## SHORT EXERCISE 1
Decide whether each statement agrees with the forum excerpt below about amps and the Fractal Axe update, answering yes or no and quoting the deciding words: (a) The first poster prefers the small Mesa amps to the full-sized versions. (b) According to sakeido, an Axe that shows Quantum at startup already has Ares. (c) sakeido recommends updating while in the middle of recording an album.
## SHORT EXERCISE 2
Carry on the forum thread below about amps and the Fractal Axe update, starting right after the last sentence shown and before the data.

## TEXT EXCERPT
I somewhat disagree with you on the little amp thing; while I agree they don’t have the same oomph and bass response as the full sized heads, if you treat them as what they are, their own thing, they can be enjoyable awesome amps. I actually prefer them to the full sized versions in the case of the Mesas.


----------



## sakeido (Feb 24, 2020)

coreypla said:


> Do I have the ARES modeling sakeido ? I think its Quantum something? But I have been scared shitless to update my Fractal for a long time since I hear so many horror stories on this. How can I check to see if I have it? And if its worth the upgrade, let me know. I want to make sure I am getting the best possible tonez out of the Fractal.



iirc if your Axe still says Quantum when it fires up, you don't have Ares.

There have been some patches with ... questionable ... results in the past but I don't think the Ares update is one of them. If you are mid-cycle recording an album, updating is always a terrible idea, but if you don't have any projects on the go have fun with the new toanz 



coreypla said:


> I have bad news for everyone here, and I hope we can keep some discussion going until the timely death of this thread.

## MATERIAL
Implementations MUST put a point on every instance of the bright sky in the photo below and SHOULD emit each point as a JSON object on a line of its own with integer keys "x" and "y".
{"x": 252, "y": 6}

## TASK ANSWER 1
(a) Yes: "I actually prefer them to the full sized versions in the case of the Mesas."
(b) No: "iirc if your Axe still says Quantum when it fires up, you don't have Ares."
(c) No: "If you are mid-cycle recording an album, updating is always a terrible idea"

## TASK ANSWER 2
> 
> I crumbled and picked up the HX Stomp because I am weak. Still waiting on it to ship in. MF had a 20% off coupon, so I didn't go blue, but got the black unit for like $130 off. I figured that since I was thinking about it for this long, I should probably just pick it up and live with #noregrets
> 
> ...



I think modeling has been able to emulate preamps with 99.99% accuracy for years. I had an Axe FX Ultra way back when that if you ran it into the power amp of a tube head, sounded basically indistinguishable from the real deal.

Power amp modeling is where sims needed to come along. The best sim (Fractal Ares) is 97% the way there, some others are 95% (the best models on the Helix), and there is a surprising amount of stuff out there that's 90% as good as tubes (most other models on the Helix, Brainworx VST plugins, Overloud, etc).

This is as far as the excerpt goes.